» Task list:
1. Copy everything in the factory automation text from "Flexible manufacturing will" down to "on local hardware.", word for word.
2. Answer these from the factory automation text:
(a) What do virtual sensors infer machine states or process quality from?
(b) How can virtual PLCs be configured and deployed?
(c) Which traditional disciplines are gaining renewed relevance?

» Source extract:
Another significant trend is end-to-end automation. From raw materials to finished goods, systems will increasingly operate with minimal human coordination, enabled by faster data transfer, advanced control algorithms, and context-aware automation. The ability to reduce the amount of data generated and transferred will also be important. Data processing and transfer need to be appropriate. Key to this shift is the addition of new types of sensors and the rise of virtual sensors that infer machine states or process quality from indirect measurements. With advanced process control layered on top of these sensing capabilities, factories will be able to react to variations in real time. Whether they come from machine wear, product changes, or external disruptions. In this mesh of devices, the data that exists in any processing unit must be a bit smarter than the data that came in. That is the only way the amount and quality of data will be in any reasonable check.

Flexible manufacturing will also become central. In a future where customer demand is constantly changing, production processes must adapt quickly. Workstations mounted on mobile platforms, reconfigurable robotic systems, and software-defined control logic will allow factories to reshape their operations on the go. No longer constrained by fixed layouts, these systems can support a wide range of product variations with minimal downtime. This flexibility will also be supported by innovations like virtual PLCs, which can be configured and deployed remotely via the cloud, speeding up setup and changeover processes and reducing reliance on local hardware.

As AI systems increasingly become part of industrial processes, they must also learn to interpret the physical world in meaningful ways. To do this, we need to bridge the gap between machine learning models and the realities of production environments. One emerging requirement is the ability to embed physical context into the design of AI: to tell ML/AI what “physical” means or looks like. There are growing indications that the competencies required for building intelligent physical systems are shifting. Traditional disciplines like signal processing, physics, and control engineering are now gaining renewed relevance. When combined with modern analytical methods like machine learning, these fields provide the crucial context that AI systems need to interpret and operate effectively in the physical world. Their embedded, often tacit knowledge can offer ML models a more grounded sense of concepts. For example, even basic concepts like “upward” or “downward” are not self-evident to AI. But when systems are trained to consider real-world parameters, such as mass, acceleration, flow, inertia, and direction, they gain a better chance of performing effectively in complex, real environments. Classical science, in this sense, becomes a translator between physical reality and digital intelligence.

» Supplied information:
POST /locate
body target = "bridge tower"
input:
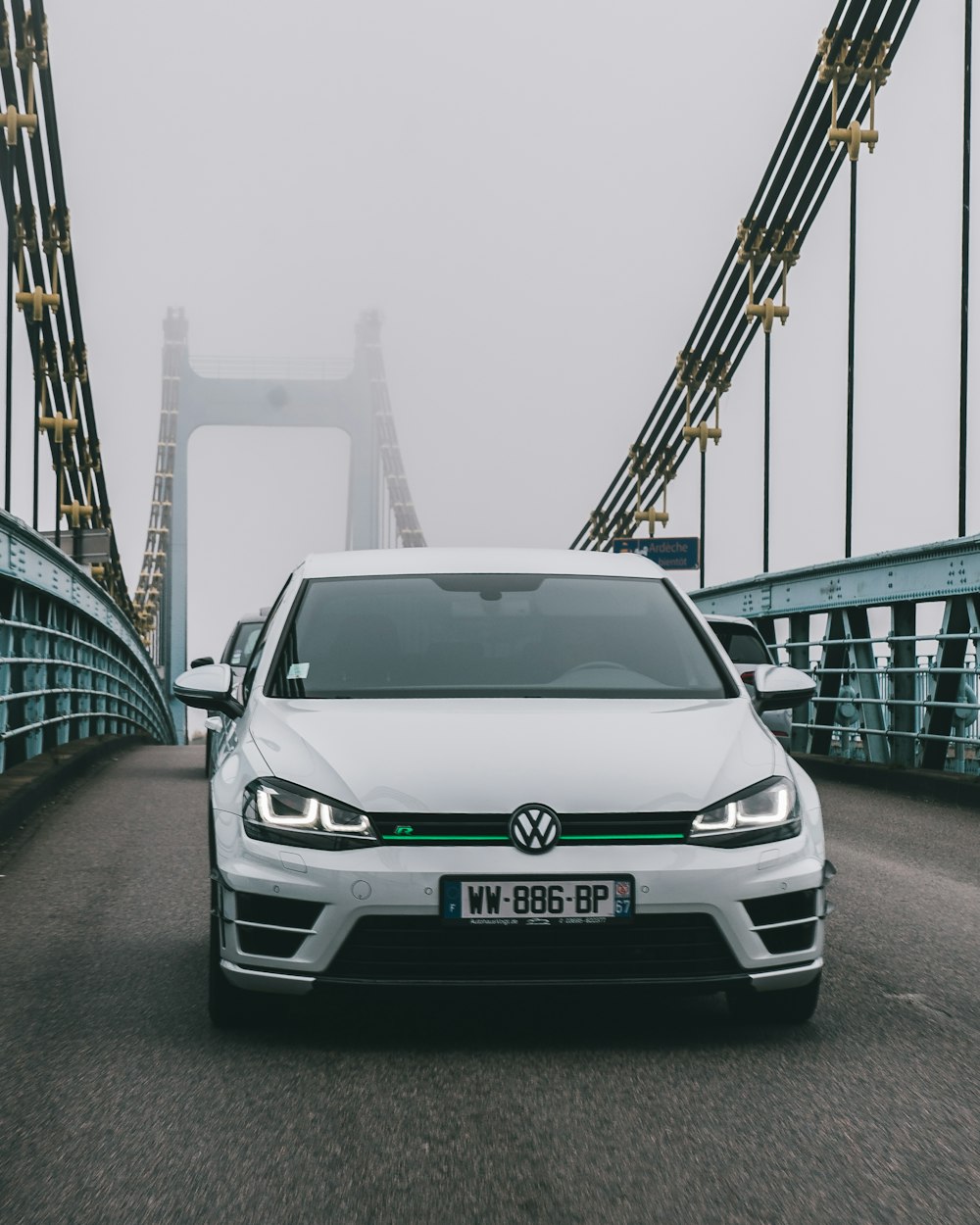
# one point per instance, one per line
(357, 403)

» Answers by task:
1.
Flexible manufacturing will also become central. In a future where customer demand is constantly changing, production processes must adapt quickly. Workstations mounted on mobile platforms, reconfigurable robotic systems, and software-defined control logic will allow factories to reshape their operations on the go. No longer constrained by fixed layouts, these systems can support a wide range of product variations with minimal downtime. This flexibility will also be supported by innovations like virtual PLCs, which can be configured and deployed remotely via the cloud, speeding up setup and changeover processes and reducing reliance on local hardware.

2.
(a) From indirect measurements.
(b) Remotely via the cloud.
(c) Signal processing, physics, and control engineering.